Aim — Can you give the records as a Markdown table with the columns Row and Record line, starting with the line that contains "Query: smiling man" and going on through the line that contains "Query: woman's ear"? Number each row, skip blank lines, and leave the pictures out.

Task data —
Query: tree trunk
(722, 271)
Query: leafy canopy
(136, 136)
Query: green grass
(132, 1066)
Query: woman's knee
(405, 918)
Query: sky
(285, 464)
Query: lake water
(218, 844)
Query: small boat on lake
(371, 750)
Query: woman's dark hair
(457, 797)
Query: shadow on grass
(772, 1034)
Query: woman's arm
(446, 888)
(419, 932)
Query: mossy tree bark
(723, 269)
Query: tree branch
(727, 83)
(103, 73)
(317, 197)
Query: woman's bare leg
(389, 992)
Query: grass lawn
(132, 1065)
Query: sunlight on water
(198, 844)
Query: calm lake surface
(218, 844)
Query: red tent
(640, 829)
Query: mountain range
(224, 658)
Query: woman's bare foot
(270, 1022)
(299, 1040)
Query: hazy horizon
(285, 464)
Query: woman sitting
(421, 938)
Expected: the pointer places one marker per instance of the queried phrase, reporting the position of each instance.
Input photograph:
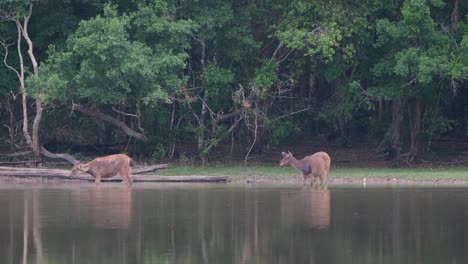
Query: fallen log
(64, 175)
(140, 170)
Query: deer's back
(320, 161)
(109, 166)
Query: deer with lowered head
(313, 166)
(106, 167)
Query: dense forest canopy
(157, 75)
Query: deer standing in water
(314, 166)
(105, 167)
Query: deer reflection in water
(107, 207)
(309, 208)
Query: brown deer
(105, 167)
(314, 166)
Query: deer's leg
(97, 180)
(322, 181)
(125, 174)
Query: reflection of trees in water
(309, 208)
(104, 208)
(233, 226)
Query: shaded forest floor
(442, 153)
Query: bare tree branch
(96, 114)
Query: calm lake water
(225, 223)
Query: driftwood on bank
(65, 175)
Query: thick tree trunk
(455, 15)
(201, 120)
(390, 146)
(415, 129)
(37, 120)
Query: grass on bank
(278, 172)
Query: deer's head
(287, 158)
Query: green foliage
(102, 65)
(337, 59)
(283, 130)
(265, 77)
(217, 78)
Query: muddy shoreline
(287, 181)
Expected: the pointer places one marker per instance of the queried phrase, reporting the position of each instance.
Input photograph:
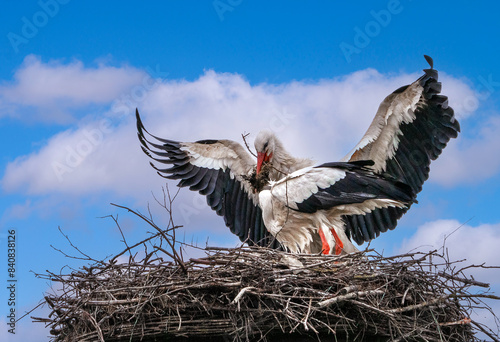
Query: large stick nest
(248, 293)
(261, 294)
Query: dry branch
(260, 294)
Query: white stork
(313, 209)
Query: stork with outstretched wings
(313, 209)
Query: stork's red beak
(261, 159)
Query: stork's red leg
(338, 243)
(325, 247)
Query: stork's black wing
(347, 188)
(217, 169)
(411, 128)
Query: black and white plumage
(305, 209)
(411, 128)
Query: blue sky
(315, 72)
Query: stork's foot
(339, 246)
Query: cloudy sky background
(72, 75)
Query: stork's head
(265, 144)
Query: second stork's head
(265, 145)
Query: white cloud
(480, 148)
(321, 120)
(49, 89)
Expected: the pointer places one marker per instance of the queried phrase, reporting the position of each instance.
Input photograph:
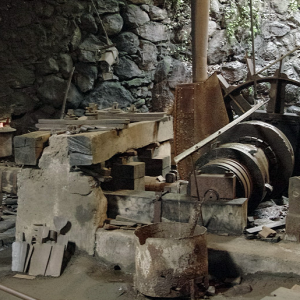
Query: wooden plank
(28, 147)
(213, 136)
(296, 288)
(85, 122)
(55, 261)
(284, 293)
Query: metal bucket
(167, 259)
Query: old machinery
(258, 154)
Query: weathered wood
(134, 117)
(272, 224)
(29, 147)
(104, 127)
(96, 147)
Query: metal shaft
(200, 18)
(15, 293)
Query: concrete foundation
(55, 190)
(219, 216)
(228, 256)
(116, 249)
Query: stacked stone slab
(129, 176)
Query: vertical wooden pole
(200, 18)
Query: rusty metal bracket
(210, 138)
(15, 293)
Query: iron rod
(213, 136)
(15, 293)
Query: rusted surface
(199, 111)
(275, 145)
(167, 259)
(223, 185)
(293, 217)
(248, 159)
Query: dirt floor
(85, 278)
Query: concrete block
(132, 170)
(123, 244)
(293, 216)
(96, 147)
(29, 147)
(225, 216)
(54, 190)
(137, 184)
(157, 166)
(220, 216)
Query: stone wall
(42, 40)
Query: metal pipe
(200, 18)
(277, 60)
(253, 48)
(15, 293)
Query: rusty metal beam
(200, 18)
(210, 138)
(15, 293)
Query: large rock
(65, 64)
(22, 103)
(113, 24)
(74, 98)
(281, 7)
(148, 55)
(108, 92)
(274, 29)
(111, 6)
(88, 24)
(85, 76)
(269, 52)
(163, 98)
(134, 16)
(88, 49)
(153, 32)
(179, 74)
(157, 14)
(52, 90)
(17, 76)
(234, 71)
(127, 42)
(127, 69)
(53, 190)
--
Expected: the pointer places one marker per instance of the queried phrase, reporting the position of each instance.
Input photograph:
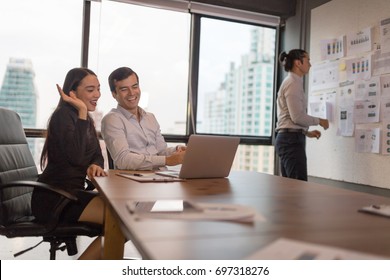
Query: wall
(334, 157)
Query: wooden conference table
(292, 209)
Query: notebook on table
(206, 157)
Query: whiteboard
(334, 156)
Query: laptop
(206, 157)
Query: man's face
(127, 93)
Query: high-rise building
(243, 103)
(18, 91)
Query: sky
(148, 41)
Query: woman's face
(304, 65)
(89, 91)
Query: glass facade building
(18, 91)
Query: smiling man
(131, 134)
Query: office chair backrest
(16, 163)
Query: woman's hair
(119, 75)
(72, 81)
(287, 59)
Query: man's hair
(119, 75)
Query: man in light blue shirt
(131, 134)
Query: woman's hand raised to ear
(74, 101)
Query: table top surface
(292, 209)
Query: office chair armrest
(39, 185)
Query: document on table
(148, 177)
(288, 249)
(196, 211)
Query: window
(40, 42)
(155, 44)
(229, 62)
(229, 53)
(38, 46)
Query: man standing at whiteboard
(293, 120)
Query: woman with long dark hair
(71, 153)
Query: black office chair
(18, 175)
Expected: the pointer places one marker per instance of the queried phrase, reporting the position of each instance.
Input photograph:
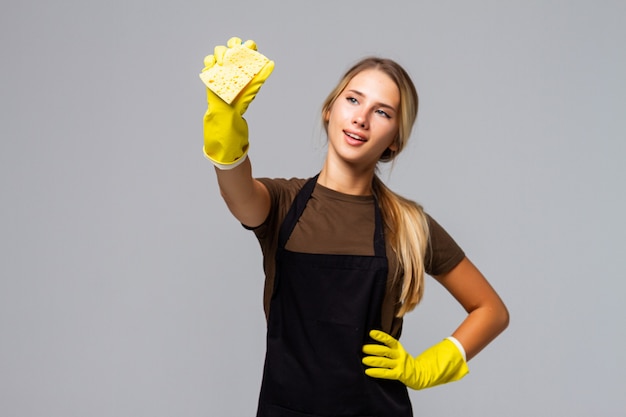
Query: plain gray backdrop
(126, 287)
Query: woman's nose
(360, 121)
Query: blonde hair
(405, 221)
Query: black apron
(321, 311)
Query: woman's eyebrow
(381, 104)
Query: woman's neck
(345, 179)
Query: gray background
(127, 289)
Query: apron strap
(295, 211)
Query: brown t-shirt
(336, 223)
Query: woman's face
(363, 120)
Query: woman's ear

The response —
| Row | Record line |
|---|---|
| 1 | Query: smiling man |
| 2 | (131, 134) |
| 3 | Query: office chair backrest |
| 4 | (16, 163) |
| 5 | Query: woman's hair |
| 6 | (119, 75) |
| 7 | (72, 81) |
| 8 | (287, 59) |
| 9 | Query: man's hair |
| 10 | (119, 75) |
| 11 | Query: man in light blue shirt |
| 12 | (131, 134) |
| 13 | Query: woman's hand raised to ear |
| 14 | (74, 101) |
| 15 | Query: table top surface |
| 16 | (292, 209) |
| 17 | Query: office chair armrest |
| 18 | (39, 185) |
| 19 | Query: document on table |
| 20 | (148, 177) |
| 21 | (288, 249) |
| 22 | (196, 211) |
| 23 | Query: window |
| 24 | (40, 42) |
| 25 | (155, 44) |
| 26 | (229, 62) |
| 27 | (229, 53) |
| 28 | (38, 46) |
| 29 | Query: man standing at whiteboard |
| 30 | (293, 120) |
| 31 | Query: woman with long dark hair |
| 32 | (71, 153) |
| 33 | Query: black office chair |
| 34 | (18, 175) |
| 35 | Expected: the pointer places one marker per instance of the queried phrase, reporting the position of each instance. |
| 36 | Input photograph: |
| 37 | Query: plain gray backdrop |
| 38 | (126, 287) |
| 39 | Query: woman's nose |
| 40 | (360, 121) |
| 41 | Query: blonde hair |
| 42 | (405, 221) |
| 43 | Query: black apron |
| 44 | (321, 311) |
| 45 | Query: woman's eyebrow |
| 46 | (381, 104) |
| 47 | Query: woman's neck |
| 48 | (345, 179) |
| 49 | Query: gray background |
| 50 | (127, 289) |
| 51 | Query: apron strap |
| 52 | (295, 211) |
| 53 | Query: brown t-shirt |
| 54 | (336, 223) |
| 55 | Query: woman's face |
| 56 | (363, 120) |
| 57 | Query: woman's ear |